Format every line of the items below as a Markdown table with two columns, "No." for the row number and "Entry" for the line itself. Leave out any blank lines.

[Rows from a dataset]
/---
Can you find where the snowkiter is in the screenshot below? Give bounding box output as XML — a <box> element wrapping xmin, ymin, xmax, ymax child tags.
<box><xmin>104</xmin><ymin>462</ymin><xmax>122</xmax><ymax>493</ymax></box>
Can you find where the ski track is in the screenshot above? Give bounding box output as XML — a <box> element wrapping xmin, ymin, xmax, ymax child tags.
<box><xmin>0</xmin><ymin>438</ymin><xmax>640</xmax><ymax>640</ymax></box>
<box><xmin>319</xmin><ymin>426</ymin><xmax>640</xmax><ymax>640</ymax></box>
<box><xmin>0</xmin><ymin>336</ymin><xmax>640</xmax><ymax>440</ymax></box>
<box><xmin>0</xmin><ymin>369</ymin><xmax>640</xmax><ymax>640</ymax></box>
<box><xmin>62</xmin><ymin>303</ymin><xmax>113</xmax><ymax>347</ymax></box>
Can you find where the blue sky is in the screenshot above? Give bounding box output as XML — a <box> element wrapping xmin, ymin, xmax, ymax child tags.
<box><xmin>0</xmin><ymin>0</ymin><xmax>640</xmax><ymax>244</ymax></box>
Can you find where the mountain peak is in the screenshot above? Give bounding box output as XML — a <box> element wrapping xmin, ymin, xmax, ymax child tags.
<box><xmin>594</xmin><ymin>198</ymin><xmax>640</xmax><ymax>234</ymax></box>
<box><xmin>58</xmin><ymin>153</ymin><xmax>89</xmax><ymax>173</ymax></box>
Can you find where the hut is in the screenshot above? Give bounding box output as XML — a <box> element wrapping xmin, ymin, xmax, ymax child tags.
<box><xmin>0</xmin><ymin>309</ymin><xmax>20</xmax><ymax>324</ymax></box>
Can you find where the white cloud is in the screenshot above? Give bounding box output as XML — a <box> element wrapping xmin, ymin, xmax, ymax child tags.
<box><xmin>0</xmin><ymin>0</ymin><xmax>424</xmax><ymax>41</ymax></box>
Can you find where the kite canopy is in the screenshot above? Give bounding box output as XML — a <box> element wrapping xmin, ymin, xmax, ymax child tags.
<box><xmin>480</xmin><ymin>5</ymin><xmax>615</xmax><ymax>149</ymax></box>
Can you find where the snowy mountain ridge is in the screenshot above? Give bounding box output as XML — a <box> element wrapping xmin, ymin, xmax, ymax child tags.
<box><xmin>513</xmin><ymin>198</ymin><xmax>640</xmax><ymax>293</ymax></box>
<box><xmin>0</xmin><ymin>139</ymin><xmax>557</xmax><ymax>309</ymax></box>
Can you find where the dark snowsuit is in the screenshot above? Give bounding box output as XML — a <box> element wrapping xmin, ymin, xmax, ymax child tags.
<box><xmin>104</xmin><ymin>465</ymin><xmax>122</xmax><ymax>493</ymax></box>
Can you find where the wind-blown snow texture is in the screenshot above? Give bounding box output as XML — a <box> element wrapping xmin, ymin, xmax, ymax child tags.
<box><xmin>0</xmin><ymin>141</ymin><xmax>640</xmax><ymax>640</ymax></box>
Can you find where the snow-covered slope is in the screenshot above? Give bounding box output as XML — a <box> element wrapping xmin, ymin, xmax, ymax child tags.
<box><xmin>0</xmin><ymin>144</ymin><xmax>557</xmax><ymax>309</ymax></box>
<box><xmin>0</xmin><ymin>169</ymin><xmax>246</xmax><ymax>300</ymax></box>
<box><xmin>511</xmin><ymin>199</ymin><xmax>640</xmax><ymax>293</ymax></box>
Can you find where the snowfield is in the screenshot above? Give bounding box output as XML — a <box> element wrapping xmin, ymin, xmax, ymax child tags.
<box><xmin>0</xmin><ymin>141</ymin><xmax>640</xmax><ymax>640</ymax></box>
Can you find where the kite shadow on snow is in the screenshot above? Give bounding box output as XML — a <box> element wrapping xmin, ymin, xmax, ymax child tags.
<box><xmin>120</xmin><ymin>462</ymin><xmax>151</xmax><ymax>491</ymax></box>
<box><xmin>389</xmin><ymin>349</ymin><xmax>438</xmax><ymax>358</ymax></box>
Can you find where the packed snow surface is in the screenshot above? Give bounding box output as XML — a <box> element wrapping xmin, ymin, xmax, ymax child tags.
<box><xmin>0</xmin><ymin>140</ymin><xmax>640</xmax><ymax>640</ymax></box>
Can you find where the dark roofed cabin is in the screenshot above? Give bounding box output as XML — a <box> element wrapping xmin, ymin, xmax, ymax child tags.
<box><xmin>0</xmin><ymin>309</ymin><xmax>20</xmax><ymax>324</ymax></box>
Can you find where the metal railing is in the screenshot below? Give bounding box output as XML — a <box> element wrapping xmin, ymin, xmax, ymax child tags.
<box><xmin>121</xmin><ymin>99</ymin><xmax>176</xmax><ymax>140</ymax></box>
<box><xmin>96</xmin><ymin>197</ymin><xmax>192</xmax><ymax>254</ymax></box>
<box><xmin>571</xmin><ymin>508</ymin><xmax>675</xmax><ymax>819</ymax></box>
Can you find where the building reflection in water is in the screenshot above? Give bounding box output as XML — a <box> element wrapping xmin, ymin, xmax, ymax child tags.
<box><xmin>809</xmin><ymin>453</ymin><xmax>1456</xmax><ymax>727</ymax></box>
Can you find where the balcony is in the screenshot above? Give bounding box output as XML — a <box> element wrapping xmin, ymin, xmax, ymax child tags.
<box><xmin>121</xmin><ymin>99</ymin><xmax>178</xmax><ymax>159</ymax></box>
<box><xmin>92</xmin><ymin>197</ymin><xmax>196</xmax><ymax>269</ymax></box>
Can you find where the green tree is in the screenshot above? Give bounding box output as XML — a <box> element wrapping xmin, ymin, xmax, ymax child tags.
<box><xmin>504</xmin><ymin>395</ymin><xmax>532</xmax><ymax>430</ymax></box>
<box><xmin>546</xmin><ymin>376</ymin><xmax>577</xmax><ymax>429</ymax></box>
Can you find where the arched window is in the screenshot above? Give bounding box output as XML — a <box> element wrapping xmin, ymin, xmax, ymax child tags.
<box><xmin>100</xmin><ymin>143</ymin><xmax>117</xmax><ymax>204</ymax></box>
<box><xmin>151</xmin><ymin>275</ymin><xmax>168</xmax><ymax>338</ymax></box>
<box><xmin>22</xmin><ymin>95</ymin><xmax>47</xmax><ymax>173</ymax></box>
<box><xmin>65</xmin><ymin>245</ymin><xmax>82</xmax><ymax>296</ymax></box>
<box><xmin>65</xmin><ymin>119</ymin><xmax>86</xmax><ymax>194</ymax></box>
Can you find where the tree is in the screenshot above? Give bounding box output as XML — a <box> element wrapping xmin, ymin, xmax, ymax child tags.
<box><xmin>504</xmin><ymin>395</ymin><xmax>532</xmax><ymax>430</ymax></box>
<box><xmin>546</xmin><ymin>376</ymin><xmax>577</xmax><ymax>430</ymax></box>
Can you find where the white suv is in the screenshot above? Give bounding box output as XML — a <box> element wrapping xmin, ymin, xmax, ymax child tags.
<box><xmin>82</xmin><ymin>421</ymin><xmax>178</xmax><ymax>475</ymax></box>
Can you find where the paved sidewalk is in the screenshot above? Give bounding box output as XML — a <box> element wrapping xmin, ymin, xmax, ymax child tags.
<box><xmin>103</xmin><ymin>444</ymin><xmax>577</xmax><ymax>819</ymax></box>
\---
### OUTPUT OF THE TASK:
| No. | Entry |
|---|---|
| 1 | Can you find where the snowkiter is in the screenshot below? Give bounding box output as XML — a <box> element wrapping xmin, ymin, xmax, ymax child tags. |
| 2 | <box><xmin>104</xmin><ymin>462</ymin><xmax>122</xmax><ymax>493</ymax></box> |
| 3 | Can you find where the ski track is in the screenshot above? Give bounding box output as XML — a <box> element wrapping xmin, ymin, xmax, ymax child tags. |
| 4 | <box><xmin>0</xmin><ymin>438</ymin><xmax>640</xmax><ymax>640</ymax></box> |
| 5 | <box><xmin>319</xmin><ymin>426</ymin><xmax>640</xmax><ymax>640</ymax></box> |
| 6 | <box><xmin>0</xmin><ymin>336</ymin><xmax>640</xmax><ymax>440</ymax></box> |
| 7 | <box><xmin>0</xmin><ymin>369</ymin><xmax>640</xmax><ymax>640</ymax></box> |
| 8 | <box><xmin>62</xmin><ymin>303</ymin><xmax>113</xmax><ymax>347</ymax></box> |
| 9 | Can you find where the blue sky is in the screenshot above? Give bounding box output as XML — a <box> element wrapping xmin, ymin, xmax, ymax child tags. |
| 10 | <box><xmin>0</xmin><ymin>0</ymin><xmax>640</xmax><ymax>244</ymax></box> |
| 11 | Can you find where the mountain peak is in the screenshot above? Give bounding box output as XML — a <box> element wrapping xmin, ymin, xmax, ymax child tags. |
| 12 | <box><xmin>594</xmin><ymin>198</ymin><xmax>640</xmax><ymax>234</ymax></box> |
| 13 | <box><xmin>58</xmin><ymin>153</ymin><xmax>89</xmax><ymax>173</ymax></box> |
| 14 | Can you find where the hut is in the screenshot above? Give bounding box output as XML — a <box> element wrapping xmin, ymin, xmax, ymax child tags. |
| 15 | <box><xmin>0</xmin><ymin>309</ymin><xmax>20</xmax><ymax>324</ymax></box> |
| 16 | Can you find where the white cloud is in the screenshot above? Give bounding box output as XML — a <box> element wrapping xmin, ymin, xmax, ymax child tags. |
| 17 | <box><xmin>0</xmin><ymin>0</ymin><xmax>424</xmax><ymax>41</ymax></box> |
| 18 | Can you find where the kite canopy is in the screenshot above? Give bounding box output as XML — a <box> element wrapping xmin, ymin, xmax, ymax child tags. |
| 19 | <box><xmin>480</xmin><ymin>5</ymin><xmax>615</xmax><ymax>149</ymax></box> |
| 20 | Can you find where the snowy mountain ridge is in the screenshot above? Give bounding box output as XML — a <box> element wrapping xmin, ymin, xmax, ymax child tags. |
| 21 | <box><xmin>513</xmin><ymin>198</ymin><xmax>640</xmax><ymax>293</ymax></box> |
| 22 | <box><xmin>0</xmin><ymin>139</ymin><xmax>557</xmax><ymax>309</ymax></box> |
| 23 | Can you find where the dark snowsuit is in the screenshot above? Give bounding box output as XML — a <box> element wrapping xmin, ymin, xmax, ymax child tags. |
| 24 | <box><xmin>104</xmin><ymin>465</ymin><xmax>122</xmax><ymax>493</ymax></box> |
| 25 | Can you find where the wind-blown snow texture is in the screenshot above? Give bounding box output as XML — a <box> element wrapping xmin, ymin, xmax, ymax child tags. |
| 26 | <box><xmin>0</xmin><ymin>141</ymin><xmax>640</xmax><ymax>640</ymax></box> |
| 27 | Can you find where the snow-covered slope is in the screenshot above? Give bounding box output as XML — a <box> element wrapping xmin, ymin, xmax, ymax child tags. |
| 28 | <box><xmin>0</xmin><ymin>144</ymin><xmax>557</xmax><ymax>309</ymax></box> |
| 29 | <box><xmin>0</xmin><ymin>169</ymin><xmax>246</xmax><ymax>300</ymax></box> |
| 30 | <box><xmin>511</xmin><ymin>199</ymin><xmax>640</xmax><ymax>293</ymax></box> |
| 31 | Can you find where the snowfield is in the screenshot above? Give bounding box output as XML — a <box> element wrapping xmin, ymin, xmax, ymax child tags. |
| 32 | <box><xmin>0</xmin><ymin>141</ymin><xmax>640</xmax><ymax>640</ymax></box> |
| 33 | Can you find where the kite shadow on snow is in the screenshot above? Give bounding box output as XML — a <box> element wrapping xmin, ymin, xmax, ymax child tags. |
| 34 | <box><xmin>120</xmin><ymin>462</ymin><xmax>151</xmax><ymax>491</ymax></box> |
| 35 | <box><xmin>389</xmin><ymin>349</ymin><xmax>438</xmax><ymax>358</ymax></box> |
| 36 | Can you find where the packed snow surface is in the screenshot above? Give bounding box output as XML — a <box> element wrapping xmin, ymin, xmax, ymax child tags. |
| 37 | <box><xmin>0</xmin><ymin>140</ymin><xmax>640</xmax><ymax>640</ymax></box> |
| 38 | Can you find where the dark roofed cabin is in the screenshot above? Give bounding box output as XML — a <box> element wrapping xmin, ymin, xmax, ymax child tags. |
| 39 | <box><xmin>0</xmin><ymin>309</ymin><xmax>20</xmax><ymax>324</ymax></box> |
| 40 | Can you find where the metal railing is in the screenshot below? Give bounding box output as XML — a <box> element wrapping xmin, ymin, xmax, ymax child tags. |
| 41 | <box><xmin>121</xmin><ymin>99</ymin><xmax>176</xmax><ymax>140</ymax></box> |
| 42 | <box><xmin>96</xmin><ymin>197</ymin><xmax>192</xmax><ymax>254</ymax></box> |
| 43 | <box><xmin>571</xmin><ymin>508</ymin><xmax>675</xmax><ymax>819</ymax></box> |
| 44 | Can you find where the building reflection in water is in the screenshot above? Give bounding box output as XML — a <box> element wrapping xmin, ymin, xmax, ymax child tags. |
| 45 | <box><xmin>809</xmin><ymin>453</ymin><xmax>1456</xmax><ymax>727</ymax></box> |
| 46 | Can you find where the balcony is in the screenshot above? Give bounding box output as XML — a <box> element wrapping xmin, ymin, xmax, ymax child tags. |
| 47 | <box><xmin>121</xmin><ymin>99</ymin><xmax>178</xmax><ymax>159</ymax></box> |
| 48 | <box><xmin>92</xmin><ymin>197</ymin><xmax>196</xmax><ymax>269</ymax></box> |
| 49 | Can you find where the green tree is in the screenshot above? Give bounding box output as XML — a <box> element wrapping xmin, ymin, xmax, ymax child tags. |
| 50 | <box><xmin>504</xmin><ymin>395</ymin><xmax>532</xmax><ymax>430</ymax></box> |
| 51 | <box><xmin>546</xmin><ymin>376</ymin><xmax>577</xmax><ymax>429</ymax></box> |
| 52 | Can you find where the arched window is in the screenshot above? Give bounding box output as XML — a <box> element wrapping xmin, ymin, xmax, ymax child tags. |
| 53 | <box><xmin>100</xmin><ymin>143</ymin><xmax>117</xmax><ymax>204</ymax></box> |
| 54 | <box><xmin>151</xmin><ymin>275</ymin><xmax>168</xmax><ymax>338</ymax></box> |
| 55 | <box><xmin>22</xmin><ymin>95</ymin><xmax>47</xmax><ymax>173</ymax></box> |
| 56 | <box><xmin>65</xmin><ymin>245</ymin><xmax>82</xmax><ymax>296</ymax></box> |
| 57 | <box><xmin>65</xmin><ymin>119</ymin><xmax>86</xmax><ymax>194</ymax></box> |
| 58 | Can you find where the tree is in the screenshot above? Give bounding box output as XML — a <box> element wrapping xmin, ymin, xmax, ymax child tags. |
| 59 | <box><xmin>504</xmin><ymin>395</ymin><xmax>532</xmax><ymax>430</ymax></box> |
| 60 | <box><xmin>546</xmin><ymin>376</ymin><xmax>577</xmax><ymax>430</ymax></box> |
| 61 | Can you find where the white suv is in the screenshot above? Give bounding box output as XML — a <box> element wrapping xmin, ymin, xmax, ymax child tags. |
| 62 | <box><xmin>82</xmin><ymin>421</ymin><xmax>178</xmax><ymax>475</ymax></box> |
| 63 | Can you find where the paved sidewalk is in the screenshot above? Give bounding box output as XML — a <box> element wrapping xmin, ymin, xmax, ymax child tags. |
| 64 | <box><xmin>103</xmin><ymin>444</ymin><xmax>577</xmax><ymax>819</ymax></box> |